» **Instruction**
In the lines below, copy out every line from the one containing "Each instance receives one keypoint. Annotate the mossy" through the last line, without changing anything.

>> start

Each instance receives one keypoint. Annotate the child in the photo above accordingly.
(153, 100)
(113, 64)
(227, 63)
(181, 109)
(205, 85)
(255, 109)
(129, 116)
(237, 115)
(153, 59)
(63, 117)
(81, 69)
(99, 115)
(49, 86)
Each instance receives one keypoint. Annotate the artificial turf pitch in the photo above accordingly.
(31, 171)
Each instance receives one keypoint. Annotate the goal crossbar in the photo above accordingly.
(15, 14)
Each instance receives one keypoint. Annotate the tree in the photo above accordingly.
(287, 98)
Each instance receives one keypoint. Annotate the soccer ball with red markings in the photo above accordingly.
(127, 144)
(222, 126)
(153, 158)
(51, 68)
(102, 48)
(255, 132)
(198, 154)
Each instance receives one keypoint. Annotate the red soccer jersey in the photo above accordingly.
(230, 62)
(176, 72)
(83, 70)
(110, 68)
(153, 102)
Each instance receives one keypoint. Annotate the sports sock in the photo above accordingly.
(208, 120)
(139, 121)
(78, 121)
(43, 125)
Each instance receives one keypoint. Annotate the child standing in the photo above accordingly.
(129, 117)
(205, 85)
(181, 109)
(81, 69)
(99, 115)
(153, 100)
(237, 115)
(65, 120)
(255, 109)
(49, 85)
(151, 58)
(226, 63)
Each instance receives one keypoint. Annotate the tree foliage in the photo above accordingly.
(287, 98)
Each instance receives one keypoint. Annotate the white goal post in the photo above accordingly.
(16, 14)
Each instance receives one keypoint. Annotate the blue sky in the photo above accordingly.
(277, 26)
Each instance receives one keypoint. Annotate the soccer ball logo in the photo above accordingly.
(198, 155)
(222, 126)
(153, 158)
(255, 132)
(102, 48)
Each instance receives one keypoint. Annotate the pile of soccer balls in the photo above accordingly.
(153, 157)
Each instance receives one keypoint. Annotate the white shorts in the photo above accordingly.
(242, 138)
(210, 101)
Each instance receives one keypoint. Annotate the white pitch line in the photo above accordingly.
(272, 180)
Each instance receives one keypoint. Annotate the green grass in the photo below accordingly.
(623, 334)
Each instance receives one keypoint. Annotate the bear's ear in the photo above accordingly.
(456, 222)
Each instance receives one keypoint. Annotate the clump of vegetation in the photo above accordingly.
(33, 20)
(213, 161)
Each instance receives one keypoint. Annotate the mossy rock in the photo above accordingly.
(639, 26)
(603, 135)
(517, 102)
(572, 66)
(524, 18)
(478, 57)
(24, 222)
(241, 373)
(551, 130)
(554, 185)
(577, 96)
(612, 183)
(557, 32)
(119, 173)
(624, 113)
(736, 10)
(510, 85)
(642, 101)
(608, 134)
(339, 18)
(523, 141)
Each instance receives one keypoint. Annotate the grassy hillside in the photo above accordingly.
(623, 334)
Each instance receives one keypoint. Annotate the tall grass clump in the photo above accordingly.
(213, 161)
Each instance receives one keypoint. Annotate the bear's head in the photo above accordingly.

>> end

» **Finished answer**
Each instance receives one keypoint. Annotate the mossy rock in the photo above accordingly.
(639, 26)
(603, 135)
(517, 102)
(572, 66)
(524, 18)
(478, 57)
(24, 222)
(241, 373)
(551, 130)
(554, 185)
(577, 96)
(612, 183)
(557, 32)
(119, 173)
(624, 113)
(736, 10)
(510, 85)
(642, 101)
(608, 134)
(339, 18)
(523, 141)
Each instance receives one keypoint. Annotate the grassy hillside in the photo above accordingly.
(623, 334)
Each instance receives one keypoint. Annotate the tall grass clump in the photo above accordingly.
(213, 161)
Each instance receives one keypoint. Annotate the bear's head in the photo above accordingly.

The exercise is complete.